***** Quoted text *****
Mar 16, 2010, 12:05 PM

Post #10 of 35 (1974 views)
Permalink
Re: Reassemble RAID with mdadm [In reply to]

On Tue, Mar 16, 2010 at 2:04 PM, Brent Bolin <brent.bolin [at] gmail> wrote:
> On Tue, Mar 16, 2010 at 12:03 PM, MarcT <myrdhn [at] gmail> wrote:
>> Steve,
>>
>> Here is the current status of my raid -
>>
>> mdadm -D /dev/md0
>> /dev/md0:
>>        Version : 00.90
>>  Creation Time : Mon Dec 14 19:17:08 2009
>>     Raid Level : raid1
>>     Array Size : 976759936 (931.51 GiB 1000.20 GB)
>>  Used Dev Size : 976759936 (931.51 GiB 1000.20 GB)
>>   Raid Devices : 2
>>  Total Devices : 2
>> Preferred Minor : 0
>>    Persistence : Superblock is persistent
>>
>>    Update Time : Tue Mar 16 09:00:38 2010
>>          State : clean
>>  Active Devices : 2
>> Working Devices : 2
>>  Failed Devices : 0
>>  Spare Devices : 0
>>
>>           UUID : d376cfd0:a438be3c:5f1e94b5:d63edfe3 (local to host myth)
>>         Events : 0.283797
>>
>>    Number   Major   Minor   RaidDevice State
>>       0       8       17        0      active sync   /dev/sdb1
>>       1       8       33        1      active sync   /dev/sdc1
>>
>> So if the status ever changes to degraded(not sure what it would
>> change to if bad sectors etc...) could I simply bring the box down and
>> replace with another drive?  I don't have any spares defined trying to
>> keep power usage as low as possible.
>>
>> Or is there an added set of commands to run when the bad drive is replaced?
***** Given entries *****
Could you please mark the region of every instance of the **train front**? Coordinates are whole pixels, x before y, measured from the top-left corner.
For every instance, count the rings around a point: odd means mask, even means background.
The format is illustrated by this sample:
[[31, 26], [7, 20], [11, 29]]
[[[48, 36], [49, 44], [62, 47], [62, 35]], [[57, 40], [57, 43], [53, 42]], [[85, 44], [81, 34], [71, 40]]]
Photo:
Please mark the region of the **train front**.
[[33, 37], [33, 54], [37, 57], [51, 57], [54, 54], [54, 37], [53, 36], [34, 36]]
*****
■ Exercise tasks ■
A: List each distinct device path beginning with "/dev/" that appears in the RAID post.
B: Write out the RAID post word for word, from "On Tue, Mar 16, 2010 at 2:04" up to and including "Array Size : 976759936 (931.51 GiB 1000.20 GB)".
The listing comes from a separate source, not from the RAID post.

■ Answers for the tasks ■
A: /dev/md0, /dev/sdb1, /dev/sdc1

B:
On Tue, Mar 16, 2010 at 2:04 PM, Brent Bolin <brent.bolin [at] gmail> wrote:
> On Tue, Mar 16, 2010 at 12:03 PM, MarcT <myrdhn [at] gmail> wrote:
>> Steve,
>>
>> Here is the current status of my raid -
>>
>> mdadm -D /dev/md0
>> /dev/md0:
>>        Version : 00.90
>>  Creation Time : Mon Dec 14 19:17:08 2009
>>     Raid Level : raid1
>>     Array Size : 976759936 (931.51 GiB 1000.20 GB)